**INPUT MATERIAL**

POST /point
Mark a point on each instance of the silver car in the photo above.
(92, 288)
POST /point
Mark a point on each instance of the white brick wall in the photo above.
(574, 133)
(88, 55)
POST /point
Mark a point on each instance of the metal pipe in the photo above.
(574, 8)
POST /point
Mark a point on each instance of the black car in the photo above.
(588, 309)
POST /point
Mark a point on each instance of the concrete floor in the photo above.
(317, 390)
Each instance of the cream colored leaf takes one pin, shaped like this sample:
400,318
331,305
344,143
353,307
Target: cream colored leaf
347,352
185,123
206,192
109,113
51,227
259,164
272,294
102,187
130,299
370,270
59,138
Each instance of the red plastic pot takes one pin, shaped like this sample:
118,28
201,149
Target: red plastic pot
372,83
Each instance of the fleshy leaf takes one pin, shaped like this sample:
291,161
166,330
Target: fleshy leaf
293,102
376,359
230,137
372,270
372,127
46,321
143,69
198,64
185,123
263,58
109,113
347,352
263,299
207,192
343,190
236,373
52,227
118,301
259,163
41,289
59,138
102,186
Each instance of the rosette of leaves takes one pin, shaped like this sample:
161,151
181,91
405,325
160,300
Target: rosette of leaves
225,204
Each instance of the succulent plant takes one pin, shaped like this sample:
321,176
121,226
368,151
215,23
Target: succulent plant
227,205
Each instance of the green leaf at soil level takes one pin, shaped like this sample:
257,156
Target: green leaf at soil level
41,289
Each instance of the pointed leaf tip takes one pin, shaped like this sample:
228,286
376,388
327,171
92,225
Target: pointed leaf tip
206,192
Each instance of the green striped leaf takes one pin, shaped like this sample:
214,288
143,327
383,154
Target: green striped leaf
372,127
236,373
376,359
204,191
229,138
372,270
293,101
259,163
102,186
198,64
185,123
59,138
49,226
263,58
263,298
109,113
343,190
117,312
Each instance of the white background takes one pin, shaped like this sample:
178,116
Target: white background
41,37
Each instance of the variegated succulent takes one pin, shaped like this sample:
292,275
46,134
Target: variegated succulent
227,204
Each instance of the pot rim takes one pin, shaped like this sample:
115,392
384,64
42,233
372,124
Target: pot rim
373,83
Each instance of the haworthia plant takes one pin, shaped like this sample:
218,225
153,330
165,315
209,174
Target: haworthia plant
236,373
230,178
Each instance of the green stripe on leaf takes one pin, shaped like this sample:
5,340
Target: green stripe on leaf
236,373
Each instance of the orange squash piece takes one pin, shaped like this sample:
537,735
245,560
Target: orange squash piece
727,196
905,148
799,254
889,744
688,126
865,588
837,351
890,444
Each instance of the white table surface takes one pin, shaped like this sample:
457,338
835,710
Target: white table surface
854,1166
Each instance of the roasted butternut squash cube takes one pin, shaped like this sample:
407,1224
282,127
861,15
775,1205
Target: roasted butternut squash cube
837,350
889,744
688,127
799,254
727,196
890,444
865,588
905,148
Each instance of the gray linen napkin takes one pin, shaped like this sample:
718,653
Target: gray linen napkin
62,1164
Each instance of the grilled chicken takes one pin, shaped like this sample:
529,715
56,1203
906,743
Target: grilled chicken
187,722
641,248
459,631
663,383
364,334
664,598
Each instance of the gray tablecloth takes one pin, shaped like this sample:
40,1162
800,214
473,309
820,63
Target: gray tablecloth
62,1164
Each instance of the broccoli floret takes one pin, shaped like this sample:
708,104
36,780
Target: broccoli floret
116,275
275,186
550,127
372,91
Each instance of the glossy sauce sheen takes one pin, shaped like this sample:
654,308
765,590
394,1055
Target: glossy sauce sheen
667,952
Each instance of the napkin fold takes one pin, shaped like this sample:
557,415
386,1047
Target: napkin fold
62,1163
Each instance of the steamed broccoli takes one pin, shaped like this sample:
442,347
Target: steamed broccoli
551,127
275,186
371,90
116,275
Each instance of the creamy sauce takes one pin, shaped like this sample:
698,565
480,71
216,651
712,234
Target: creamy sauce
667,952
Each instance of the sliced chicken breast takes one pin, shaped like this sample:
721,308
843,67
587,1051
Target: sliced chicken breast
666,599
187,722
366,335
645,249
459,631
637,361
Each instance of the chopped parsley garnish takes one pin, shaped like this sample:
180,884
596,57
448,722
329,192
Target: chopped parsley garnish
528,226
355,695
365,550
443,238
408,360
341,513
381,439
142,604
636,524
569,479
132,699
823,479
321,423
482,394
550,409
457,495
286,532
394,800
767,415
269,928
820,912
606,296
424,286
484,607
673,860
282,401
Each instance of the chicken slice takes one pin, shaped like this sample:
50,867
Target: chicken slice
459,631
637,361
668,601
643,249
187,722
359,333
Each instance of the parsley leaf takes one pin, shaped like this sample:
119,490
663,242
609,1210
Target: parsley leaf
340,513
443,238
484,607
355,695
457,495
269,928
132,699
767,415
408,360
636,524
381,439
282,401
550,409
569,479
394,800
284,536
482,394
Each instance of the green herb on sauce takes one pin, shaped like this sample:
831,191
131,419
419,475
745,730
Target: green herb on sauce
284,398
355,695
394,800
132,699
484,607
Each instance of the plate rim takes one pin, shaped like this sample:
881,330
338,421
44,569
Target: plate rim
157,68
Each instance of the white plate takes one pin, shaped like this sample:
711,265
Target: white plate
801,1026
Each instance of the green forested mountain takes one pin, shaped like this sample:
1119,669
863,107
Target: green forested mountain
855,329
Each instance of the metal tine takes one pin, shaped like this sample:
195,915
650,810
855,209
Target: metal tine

**ACTIVITY**
The full set of entries should appear again, unchanged, line by line.

**EXERCISE SOLUTION**
POST /point
Mark a point on each instance of the silver car in the photo above.
(92, 288)
POST /point
Mark a point on each instance of the white brick wall in the photo above.
(574, 133)
(88, 55)
POST /point
Mark a point on each instance of the metal pipe in the photo above.
(574, 8)
POST /point
Mark a point on each instance of the black car in the photo above.
(588, 309)
POST /point
Mark a point on each instance of the concrete floor in the photo above.
(317, 390)
Each instance of the cream colored leaf takes one pin, shaped like this sample:
400,318
331,305
344,143
353,307
Target: cream colored leaf
347,352
185,123
206,192
109,113
51,227
259,164
272,294
102,187
130,299
370,270
59,138
Each instance of the red plastic pot takes one pin, shaped like this sample:
118,28
201,149
Target: red plastic pot
372,83
Each instance of the fleshy leaf takes one pin, shaped like this sample:
291,161
166,330
Target: fleshy leaf
293,102
376,359
230,137
372,270
372,127
46,321
143,69
198,64
185,123
263,58
109,113
347,352
263,299
207,192
343,190
236,373
52,227
118,301
259,163
41,289
59,138
102,186
Each instance of the rosette of leaves takes one pin, shaped like this sample:
161,151
181,91
405,325
160,300
Target: rosette of leaves
225,204
Each instance of the succulent plant takes one pin, shaped like this sample:
321,176
121,226
368,151
215,23
Target: succulent plant
227,205
Each instance of the green leaf at soil level takes one pin, shaped like this sample:
257,156
Target: green leaf at soil level
41,289
Each instance of the pointed leaf tip takes one pin, shaped like this sample:
228,286
376,388
327,171
92,225
Target: pointed leaf tip
206,192
Each instance of the green striped leaf takes one pin, shaped like this sample:
214,288
143,327
383,154
Target: green striped leaf
372,127
236,373
376,359
204,191
229,138
372,270
293,101
259,163
102,186
198,64
185,123
59,138
49,226
263,58
263,298
109,113
343,190
117,312
Each instance of the white background takes one pin, shaped like this sample:
178,116
Target: white background
41,37
Each instance of the variegated succulent takes one pin, shaped like this sample:
292,275
46,134
Target: variegated succulent
227,204
Each instance of the pot rim takes one pin, shaped like this sample:
115,392
384,64
42,233
372,124
Target: pot rim
373,83
Each instance of the haworthia plant takes one pin, shaped like this sample:
218,225
153,330
165,315
209,174
Target: haworthia plant
236,373
230,178
Each instance of the green stripe on leaf takes one pin, shaped like this sample:
5,340
Target: green stripe on leaf
236,373
Each instance of the orange squash piece takes one pin, shaped like this sample:
537,735
245,560
Target: orange squash piece
727,196
905,148
799,254
889,744
688,126
865,588
837,351
890,444
Each instance of the white table surface takes one pin, shaped like this sample:
457,338
835,710
Target: white table surface
854,1166
Each instance of the roasted butternut squash cube takes one pin, shaped like this sample:
407,1224
282,127
861,15
775,1205
Target: roasted butternut squash cube
837,350
889,744
688,127
799,254
727,196
890,444
865,588
905,148
Each instance of the gray linen napkin takes one pin, shaped like this sample:
718,653
Target: gray linen napkin
62,1164
Each instance of the grilled chicken takes one pin, shaped like this sample:
529,715
56,1203
906,743
Target: grilled chicken
187,722
641,248
459,631
663,383
364,334
664,598
Each instance of the gray tablecloth takes one pin, shaped like this sample:
40,1162
800,214
473,309
820,63
Target: gray tablecloth
62,1164
Each instance of the broccoli floret takes one pin, shaped like this sample:
708,104
36,780
Target: broccoli floret
116,275
275,186
550,127
372,91
Each instance of the glossy sauce sheen takes one pin, shaped like this sample:
654,308
765,590
394,1055
Target: glossy sauce sheen
667,952
Each instance of the napkin fold takes one pin, shaped like this sample:
557,415
386,1047
Target: napkin fold
62,1163
Each instance of the steamed broccoli takes one pin, shaped like this sample:
442,347
Target: steamed broccoli
551,127
275,186
371,90
116,275
Each instance of the creamy sauce takes one pin, shaped like this sample:
698,565
480,71
216,651
712,234
Target: creamy sauce
667,952
Each instance of the sliced chicken breast takes one pin, shaped like this sample:
721,308
843,67
587,1051
Target: sliced chicken breast
666,599
187,722
366,335
645,249
459,631
637,361
Each instance of the chopped parsley garnish takes one pin, shaped like this sample:
180,884
596,57
448,722
329,192
Target: chopped parsley garnish
528,226
355,695
365,550
443,238
408,360
341,513
381,439
142,604
636,524
569,479
132,699
823,479
321,423
482,394
550,409
457,495
286,532
394,800
767,415
269,928
820,912
606,296
424,286
484,607
673,860
282,401
Each instance of the chicken slice takes one pin, shaped like this sample:
50,867
Target: chicken slice
459,631
637,361
668,601
643,249
187,722
359,333
Each instance of the parsley leaf takes one pin, shaped like this sample:
119,490
663,242
609,1210
Target: parsley leaf
340,513
443,238
484,607
355,695
457,495
269,928
132,699
767,415
408,360
636,524
381,439
282,401
550,409
569,479
394,800
284,536
482,394
Each instance of the green herb on sauce takes one pin, shaped like this sample:
831,191
131,419
419,475
745,730
Target: green herb on sauce
284,398
355,695
394,800
132,699
484,607
Each instance of the plate rim takes one pin, shaped like this sample:
881,330
338,421
44,569
Target: plate rim
157,68
Each instance of the white plate takes one pin, shaped like this sample:
711,265
Target: white plate
801,1026
Each instance of the green forested mountain takes one pin, shaped like this sample:
1119,669
863,107
Target: green forested mountain
855,329
Each instance of the metal tine takes one pin, shaped like this sample:
195,915
650,810
855,209
Target: metal tine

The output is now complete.